Türkiye'nin en büyük ihracat pazarı olan Avrupa Birliği ekonomilerinde gözlenmeye başlayan yavaşlama, son dönemde yeniden gözleri büyük bir hızla büyümeye devam eden Afrika kıtasına çevirdi.
ARAM EKİN DURAN
eduran@ekonomist.com.tr
Afrika'daki doğrudan yatırımlarının toplamı 6,5 milyar dolara ulaşan Türk şirketleri, kara kıtada 78 bin kişilik işgücü yaratarak büyük işveren konumuna ulaştı. Toplam ihracat ise 15 milyar dolara dayandı.
Ekonomist Dergisi olarak, yeni dönemde Afrika'da hangi ülkelerin ve sektörlerin öne çıkacağını, fırsat barındıran iş alanlarını sizin için araştırdık.

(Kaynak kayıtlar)
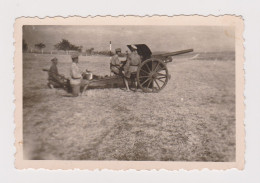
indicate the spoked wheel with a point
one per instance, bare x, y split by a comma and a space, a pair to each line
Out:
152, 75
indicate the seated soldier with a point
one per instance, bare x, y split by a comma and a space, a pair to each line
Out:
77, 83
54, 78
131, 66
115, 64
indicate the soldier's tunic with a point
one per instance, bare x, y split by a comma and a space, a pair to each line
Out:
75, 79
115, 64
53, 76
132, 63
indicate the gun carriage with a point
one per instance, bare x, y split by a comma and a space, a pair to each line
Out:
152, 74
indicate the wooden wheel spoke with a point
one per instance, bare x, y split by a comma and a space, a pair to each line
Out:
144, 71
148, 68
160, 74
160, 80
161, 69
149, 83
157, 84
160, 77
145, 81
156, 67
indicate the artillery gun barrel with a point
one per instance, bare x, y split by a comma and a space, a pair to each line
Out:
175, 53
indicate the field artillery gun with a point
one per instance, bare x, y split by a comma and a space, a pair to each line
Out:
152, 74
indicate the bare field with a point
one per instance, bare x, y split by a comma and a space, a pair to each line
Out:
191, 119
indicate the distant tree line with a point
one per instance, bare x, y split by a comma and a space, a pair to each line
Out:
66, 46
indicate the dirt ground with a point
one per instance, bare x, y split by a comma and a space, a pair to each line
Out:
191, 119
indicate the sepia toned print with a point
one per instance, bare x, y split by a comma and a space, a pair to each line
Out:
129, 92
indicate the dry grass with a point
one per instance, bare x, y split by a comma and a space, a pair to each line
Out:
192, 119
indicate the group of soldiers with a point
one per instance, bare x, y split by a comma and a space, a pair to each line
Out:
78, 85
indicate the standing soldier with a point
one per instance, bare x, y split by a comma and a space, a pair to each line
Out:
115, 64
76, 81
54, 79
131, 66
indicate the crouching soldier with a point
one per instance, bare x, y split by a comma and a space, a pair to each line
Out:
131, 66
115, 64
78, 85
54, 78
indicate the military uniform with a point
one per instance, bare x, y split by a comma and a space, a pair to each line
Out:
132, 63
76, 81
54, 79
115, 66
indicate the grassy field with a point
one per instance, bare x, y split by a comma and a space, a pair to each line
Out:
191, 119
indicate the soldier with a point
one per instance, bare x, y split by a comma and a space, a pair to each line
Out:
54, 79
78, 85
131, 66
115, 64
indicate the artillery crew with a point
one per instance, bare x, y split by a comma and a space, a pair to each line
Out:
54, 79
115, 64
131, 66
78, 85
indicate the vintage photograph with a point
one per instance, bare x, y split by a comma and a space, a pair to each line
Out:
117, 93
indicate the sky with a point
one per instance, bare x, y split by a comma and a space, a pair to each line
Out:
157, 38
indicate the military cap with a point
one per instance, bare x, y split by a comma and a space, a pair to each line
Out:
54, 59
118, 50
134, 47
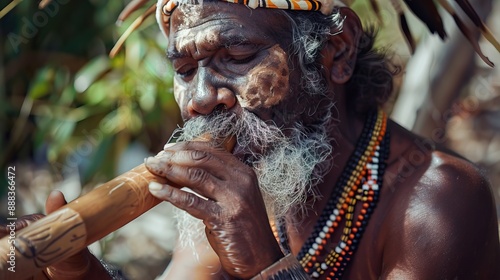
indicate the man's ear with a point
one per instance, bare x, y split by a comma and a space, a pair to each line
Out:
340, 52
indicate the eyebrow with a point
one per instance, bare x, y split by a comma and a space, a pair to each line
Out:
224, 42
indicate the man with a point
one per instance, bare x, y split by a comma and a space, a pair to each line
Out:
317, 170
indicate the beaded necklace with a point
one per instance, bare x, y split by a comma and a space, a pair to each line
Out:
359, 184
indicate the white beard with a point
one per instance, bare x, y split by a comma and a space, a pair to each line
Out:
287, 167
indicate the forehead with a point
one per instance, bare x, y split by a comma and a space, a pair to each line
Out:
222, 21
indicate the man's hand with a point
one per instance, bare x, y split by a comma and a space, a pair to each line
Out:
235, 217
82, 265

• _Sorular ve Görevler_:
A) Afrika yazısında "Türkiye'nin en büyük" sözlerinden "Afrika kıtasına çevirdi." sözlerine kadar olan her şeyi birebir yaz.
B) Afrika'daki Türk yatırımlarını anlatan Afrika yazısını kaldığı yerden devam ettir.
Öğeler, yazıdan bağımsız ayrı bir malzemedir.

• _Görev Yanıtları_:
A)
Türkiye'nin en büyük ihracat pazarı olan Avrupa Birliği ekonomilerinde gözlenmeye başlayan yavaşlama, son dönemde yeniden gözleri büyük bir hızla büyümeye devam eden Afrika kıtasına çevirdi.

B)
Tabloları görmek için görsellere tıklayın.
Son dönemde Avrupa ülkelerindeki büyümeye ilişkin sorunlar, Türk yatırımcısı ve ihracatçısını alternatif pazarlara yöneltiyor. Bu çerçevede Afrika, alternatif pazarların başında gelen bölgelerden biri.
Yaklaşık 1,3 milyarlık nüfusu, zengin yeraltı kaynakları ve artan kişi başına geliri, bu bölgeyi cazip kılmaya devam ediyor.
Türkiye'nin Afrika'ya ihracatı 2018 yılında yüzde 24 artarak 14,5 milyar dolara ulaştı. Toplam ticaret hacmi ise 2018 sonu itibariyle 22 milyar dolara dayandı. Önümüzdeki beş yılda ticaret hacminin 50 milyar dolara çıkarılması hedefi var.
Hangi ülkede ne tür fırsatlar var?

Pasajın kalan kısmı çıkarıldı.